> **Data to process**:
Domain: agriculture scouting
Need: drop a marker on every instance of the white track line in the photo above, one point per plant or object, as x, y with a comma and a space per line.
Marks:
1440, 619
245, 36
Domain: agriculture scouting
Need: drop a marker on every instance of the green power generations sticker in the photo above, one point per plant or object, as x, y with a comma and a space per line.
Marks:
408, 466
==
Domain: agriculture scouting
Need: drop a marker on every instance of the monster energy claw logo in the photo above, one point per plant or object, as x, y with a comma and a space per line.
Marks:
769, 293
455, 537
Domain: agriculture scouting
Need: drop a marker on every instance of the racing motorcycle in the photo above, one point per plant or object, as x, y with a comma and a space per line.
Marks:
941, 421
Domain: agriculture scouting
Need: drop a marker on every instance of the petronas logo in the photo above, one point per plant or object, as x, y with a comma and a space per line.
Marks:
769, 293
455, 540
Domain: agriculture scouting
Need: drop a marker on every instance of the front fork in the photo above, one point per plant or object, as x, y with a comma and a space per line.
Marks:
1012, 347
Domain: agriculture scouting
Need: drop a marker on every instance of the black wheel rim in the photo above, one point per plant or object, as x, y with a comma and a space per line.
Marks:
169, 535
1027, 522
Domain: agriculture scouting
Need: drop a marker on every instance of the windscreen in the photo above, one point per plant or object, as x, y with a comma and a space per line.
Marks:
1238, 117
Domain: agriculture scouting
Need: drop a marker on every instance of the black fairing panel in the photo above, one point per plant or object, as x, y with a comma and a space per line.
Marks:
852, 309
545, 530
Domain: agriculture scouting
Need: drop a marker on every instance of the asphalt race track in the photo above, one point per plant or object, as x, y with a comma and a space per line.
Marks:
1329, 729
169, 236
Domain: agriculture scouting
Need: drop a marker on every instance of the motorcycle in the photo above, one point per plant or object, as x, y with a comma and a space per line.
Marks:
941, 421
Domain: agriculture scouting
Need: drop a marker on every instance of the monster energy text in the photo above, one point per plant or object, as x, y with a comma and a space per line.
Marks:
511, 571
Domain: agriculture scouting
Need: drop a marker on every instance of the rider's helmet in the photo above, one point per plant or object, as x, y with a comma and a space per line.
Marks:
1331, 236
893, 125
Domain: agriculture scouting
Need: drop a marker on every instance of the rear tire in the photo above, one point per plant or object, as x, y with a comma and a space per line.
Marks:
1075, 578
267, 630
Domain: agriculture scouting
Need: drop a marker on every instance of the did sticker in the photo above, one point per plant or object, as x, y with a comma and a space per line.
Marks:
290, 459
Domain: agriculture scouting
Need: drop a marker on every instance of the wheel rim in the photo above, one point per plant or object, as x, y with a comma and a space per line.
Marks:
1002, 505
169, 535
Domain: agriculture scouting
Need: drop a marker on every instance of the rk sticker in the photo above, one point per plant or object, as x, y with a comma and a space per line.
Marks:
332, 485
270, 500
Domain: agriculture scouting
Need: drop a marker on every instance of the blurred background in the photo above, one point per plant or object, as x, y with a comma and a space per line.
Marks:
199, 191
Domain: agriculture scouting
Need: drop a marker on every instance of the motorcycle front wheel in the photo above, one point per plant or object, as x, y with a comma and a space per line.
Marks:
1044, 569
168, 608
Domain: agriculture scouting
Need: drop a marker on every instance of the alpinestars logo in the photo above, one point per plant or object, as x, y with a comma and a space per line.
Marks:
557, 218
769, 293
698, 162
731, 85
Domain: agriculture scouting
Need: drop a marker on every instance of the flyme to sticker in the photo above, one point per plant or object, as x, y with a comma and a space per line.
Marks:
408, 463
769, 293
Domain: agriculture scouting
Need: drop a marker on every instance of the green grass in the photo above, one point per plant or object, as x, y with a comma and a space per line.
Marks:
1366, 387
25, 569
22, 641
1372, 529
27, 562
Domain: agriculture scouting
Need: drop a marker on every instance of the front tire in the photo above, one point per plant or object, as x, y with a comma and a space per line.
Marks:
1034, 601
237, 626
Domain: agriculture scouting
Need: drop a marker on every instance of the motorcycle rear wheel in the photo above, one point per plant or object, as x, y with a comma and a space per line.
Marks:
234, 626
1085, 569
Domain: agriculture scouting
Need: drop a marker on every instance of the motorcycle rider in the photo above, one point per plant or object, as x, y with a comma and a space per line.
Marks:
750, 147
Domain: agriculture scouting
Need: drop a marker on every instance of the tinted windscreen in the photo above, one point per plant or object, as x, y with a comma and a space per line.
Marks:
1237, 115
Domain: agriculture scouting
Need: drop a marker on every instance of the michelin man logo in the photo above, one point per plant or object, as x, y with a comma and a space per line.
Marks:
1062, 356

> **Challenge**:
Which lines in the records above contain the word "green"? Gather them and copy each one out in full.

> **Answer**:
Need: drop a marker on every instance of the green power generations sticker in the photo above, one point per plant or object, as x, y with a comma and a space per line.
Need: drop a marker on every instance of the green grass in the photo above, one point per plant or object, as x, y with a comma and a space per line.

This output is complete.